* Extract to read
● ● ● ● ●

Sun Capital bought the locally based supermarket chain in 2006 and began paying longtime CEO Don Marsh a $4.2 million severance after the two parties agreed he would no longer remain with the business.

But Marsh Supermarkets, under the direction of Sun Capital, stopped paying Marsh after it says it discovered millions of dollars of travel expenses, some related to visits to mistresses, that he billed to the company.

Marsh’s trips, many of them via the company jet, are at the crux of a civil lawsuit brought by the supermarket chain. It accuses him of using company funds to pay more than $3 million in personal expenses. Marsh, 75, spent 38 years leading the public company before Sun bought it.

“We said, ‘This can’t be true that this went on,’” recalled Scott King, a managing director of Sun Capital. ‘What do we do?’”

What Marsh Supermarkets did was terminate its agreement with Don Marsh about 18 months after the sale, paying him just half his severance. After Marsh Supermarkets sued Don Marsh in federal court in 2009, he countersued, asserting the company improperly halted his post-retirement payouts in 2008.

The decision to halt payment weighed on Marsh Supermarkets, which spent more than a year investigating the company’s finances while worrying about any backlash it might suffer from bad press.

At the time, the iconic chain, founded by Don Marsh’s father in 1931, had more than 100 stores in Indiana, Illinois and Ohio. Moreover, Marsh was one of Indiana’s highest-profile executives for decades and frequently appeared in the company’s TV advertising.

“His last name’s on the building,” King said. “It could harm the business from a PR standpoint to have this out in the papers.”

Marsh Supermarkets ultimately chose to attempt to recoup the expenses from Marsh in court, because “it was not his money to spend; it was the shareholders',” King said.

Sun Capital, which specializes in acquiring companies with $50 million to $500 million in annual revenue, previously had not acquired a company as large as Marsh.

During cross-examination of King, Andrew McNeil, Don Marsh’s lawyer, questioned whether the acquisition was too big for Sun Capital. It took several months for the deal to close, rather than the 30 days it typically takes the private-equity firm to conclude a purchase.

● ● ● ● ●

* Required tasks
1. In the Marsh Supermarkets article, how many years did Don Marsh lead the public company before Sun Capital bought it?
2. Carry the Marsh Supermarkets article forward from its final sentence.

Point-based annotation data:
● ● ● ● ●

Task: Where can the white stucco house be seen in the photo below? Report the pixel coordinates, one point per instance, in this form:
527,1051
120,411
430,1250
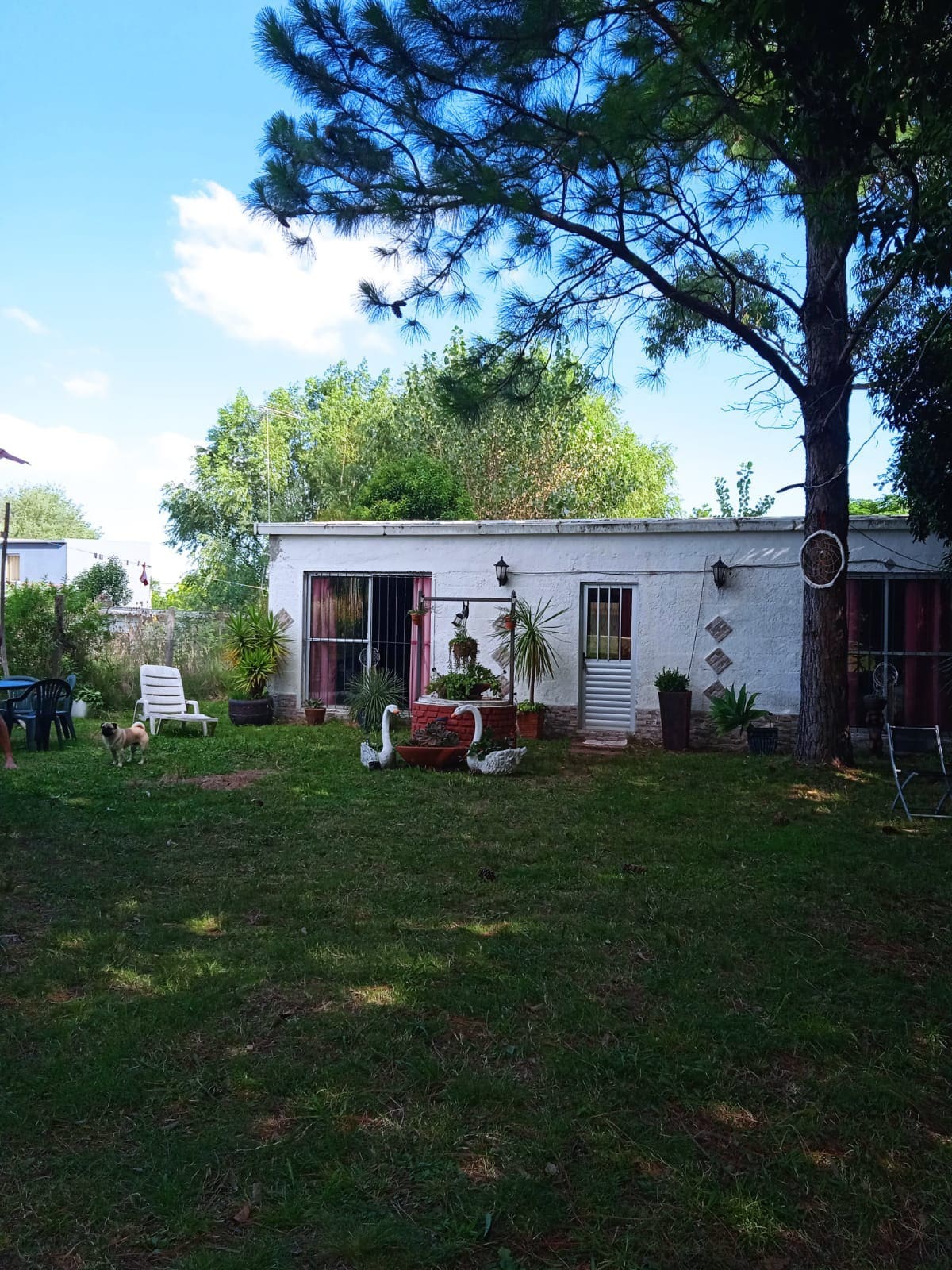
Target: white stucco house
636,596
60,560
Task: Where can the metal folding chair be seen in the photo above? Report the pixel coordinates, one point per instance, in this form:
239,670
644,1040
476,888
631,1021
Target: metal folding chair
912,742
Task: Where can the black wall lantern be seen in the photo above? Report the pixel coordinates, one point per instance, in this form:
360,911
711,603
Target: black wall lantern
720,571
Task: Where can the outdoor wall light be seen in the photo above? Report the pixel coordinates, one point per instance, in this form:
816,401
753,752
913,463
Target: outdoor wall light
720,571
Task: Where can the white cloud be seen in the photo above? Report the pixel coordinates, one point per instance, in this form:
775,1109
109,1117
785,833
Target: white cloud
92,384
25,319
117,483
241,273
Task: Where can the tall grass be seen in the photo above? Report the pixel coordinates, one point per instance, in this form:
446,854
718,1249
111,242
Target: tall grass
197,653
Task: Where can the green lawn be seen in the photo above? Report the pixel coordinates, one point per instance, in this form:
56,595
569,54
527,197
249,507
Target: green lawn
649,1011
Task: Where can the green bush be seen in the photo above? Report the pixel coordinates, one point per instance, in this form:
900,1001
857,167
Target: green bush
32,638
672,681
198,654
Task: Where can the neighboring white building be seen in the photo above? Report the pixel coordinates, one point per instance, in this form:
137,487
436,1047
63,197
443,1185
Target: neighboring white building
638,596
60,560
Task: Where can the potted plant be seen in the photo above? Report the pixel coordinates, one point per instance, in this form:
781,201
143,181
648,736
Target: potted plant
370,694
88,702
467,683
255,647
533,658
315,711
463,648
531,719
735,711
674,705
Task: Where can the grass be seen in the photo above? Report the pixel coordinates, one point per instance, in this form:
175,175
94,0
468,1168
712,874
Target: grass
693,1014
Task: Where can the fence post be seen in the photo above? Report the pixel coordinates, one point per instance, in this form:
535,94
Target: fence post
4,664
60,633
169,637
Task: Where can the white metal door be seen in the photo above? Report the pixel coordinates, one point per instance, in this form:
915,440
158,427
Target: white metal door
607,658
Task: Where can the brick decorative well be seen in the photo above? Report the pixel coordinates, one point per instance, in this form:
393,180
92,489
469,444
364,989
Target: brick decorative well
498,715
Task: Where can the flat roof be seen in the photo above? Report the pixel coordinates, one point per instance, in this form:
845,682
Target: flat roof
36,543
493,529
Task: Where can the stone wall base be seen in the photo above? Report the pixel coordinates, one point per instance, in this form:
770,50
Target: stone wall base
704,736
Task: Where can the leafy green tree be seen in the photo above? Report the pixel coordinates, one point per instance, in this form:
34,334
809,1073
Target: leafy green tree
626,154
44,511
531,437
306,451
414,489
32,634
107,582
912,366
888,505
746,508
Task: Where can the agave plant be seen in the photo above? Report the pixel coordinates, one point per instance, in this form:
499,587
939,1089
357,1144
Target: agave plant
735,710
370,694
535,656
255,648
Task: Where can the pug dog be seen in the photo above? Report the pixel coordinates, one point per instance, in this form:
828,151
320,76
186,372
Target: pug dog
117,741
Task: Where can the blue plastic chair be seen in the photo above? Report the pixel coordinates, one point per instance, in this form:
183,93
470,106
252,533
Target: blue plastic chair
38,709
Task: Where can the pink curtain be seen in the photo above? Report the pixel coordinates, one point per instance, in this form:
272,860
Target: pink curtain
323,671
420,635
922,629
856,705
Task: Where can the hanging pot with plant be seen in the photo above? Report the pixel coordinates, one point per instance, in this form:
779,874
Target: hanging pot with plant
674,706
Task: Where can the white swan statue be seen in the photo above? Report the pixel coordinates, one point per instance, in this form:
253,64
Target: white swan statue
386,755
498,762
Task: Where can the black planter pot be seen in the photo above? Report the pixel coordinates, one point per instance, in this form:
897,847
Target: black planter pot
253,714
762,741
676,719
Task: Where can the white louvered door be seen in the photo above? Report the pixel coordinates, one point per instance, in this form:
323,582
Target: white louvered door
607,658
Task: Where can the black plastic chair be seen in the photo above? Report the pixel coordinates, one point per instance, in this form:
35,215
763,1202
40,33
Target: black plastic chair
911,743
38,708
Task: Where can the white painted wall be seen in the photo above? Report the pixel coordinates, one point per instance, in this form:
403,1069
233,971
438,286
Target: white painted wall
668,562
40,562
61,562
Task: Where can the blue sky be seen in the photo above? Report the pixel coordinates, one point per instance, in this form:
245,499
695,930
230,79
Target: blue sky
136,298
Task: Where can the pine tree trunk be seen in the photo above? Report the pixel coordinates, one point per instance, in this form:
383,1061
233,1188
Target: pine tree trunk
823,734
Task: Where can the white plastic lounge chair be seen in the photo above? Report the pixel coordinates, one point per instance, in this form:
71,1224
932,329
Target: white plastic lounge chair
922,747
164,698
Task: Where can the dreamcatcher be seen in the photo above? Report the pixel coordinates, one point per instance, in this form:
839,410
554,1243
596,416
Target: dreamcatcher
822,559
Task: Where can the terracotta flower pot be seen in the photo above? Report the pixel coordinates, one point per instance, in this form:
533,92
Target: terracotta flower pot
441,757
532,724
676,719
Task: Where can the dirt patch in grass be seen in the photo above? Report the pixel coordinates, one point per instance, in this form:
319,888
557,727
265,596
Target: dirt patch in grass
228,781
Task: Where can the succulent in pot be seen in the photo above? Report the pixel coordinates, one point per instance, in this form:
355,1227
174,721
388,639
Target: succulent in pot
315,711
255,647
674,706
735,711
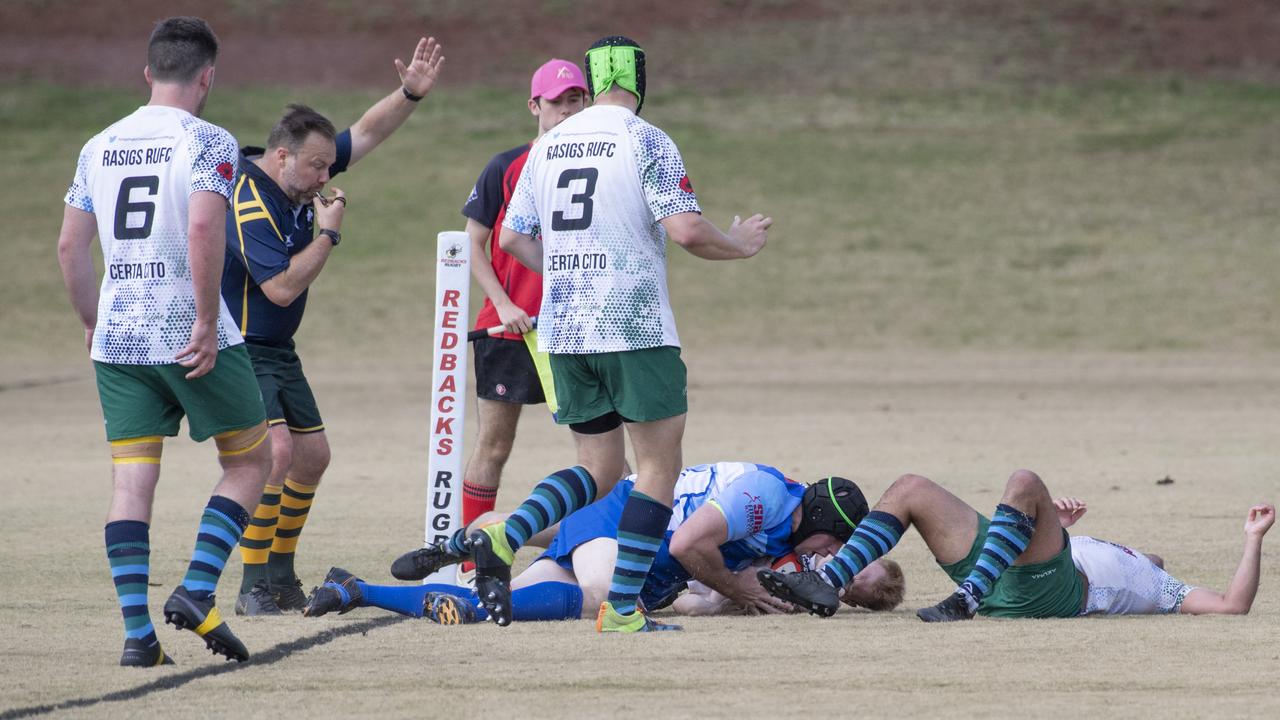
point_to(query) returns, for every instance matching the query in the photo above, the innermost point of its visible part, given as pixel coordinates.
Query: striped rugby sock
(295, 506)
(1008, 537)
(558, 495)
(873, 538)
(476, 500)
(128, 551)
(219, 532)
(640, 533)
(256, 542)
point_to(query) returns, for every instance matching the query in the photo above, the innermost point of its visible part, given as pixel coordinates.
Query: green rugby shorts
(641, 386)
(151, 400)
(1043, 589)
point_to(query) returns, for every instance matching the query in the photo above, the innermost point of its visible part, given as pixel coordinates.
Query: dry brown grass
(1102, 427)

● ● ● ● ●

* Written responses
1. 38 years.

2.
Without Sun Capital, Marsh Supermarkets likely would have ended up in bankruptcy, King said. A former Marsh CFO told jurors Friday that he sought out bankruptcy lawyers for advice.

Sun Capital replaced Don Marsh with Frank Lazaran, a veteran supermarket executive who arrived to a CEO's office devoid of documents or files. He testified via deposition Tuesday that he didn’t understand Marsh Supermarkets’ e-voucher system used to track Don Marsh’s expenses.

“I'd never seen anything like it,” Lazaran said in his deposition.

Attorneys for Don Marsh defend the expenses, saying they were within the boundaries of his employment contract. And they say his extensive travels were justified to promote the company and stay on top of trends in food retailing.

Also testifying Tuesday morning was Patrick Calhoun, a former IRS special agent hired by the supermarket chain to look into Don Marsh's expenses from 1999 to 2006 and determine whether they were "ordinary and necessary."

Among the discoveries he discussed on the stand:

— $927,210 in "non-deductible outings" that were improperly expensed. Examples include taxidermy services and hunting licenses.

— $804,141 in costs for personal use of the company airplane, versus $906,997 for business use. After reviewing aircraft records, Calhoun determined that 47 percent of the flights were for personal business, far more than the 10 percent that Don Marsh reported.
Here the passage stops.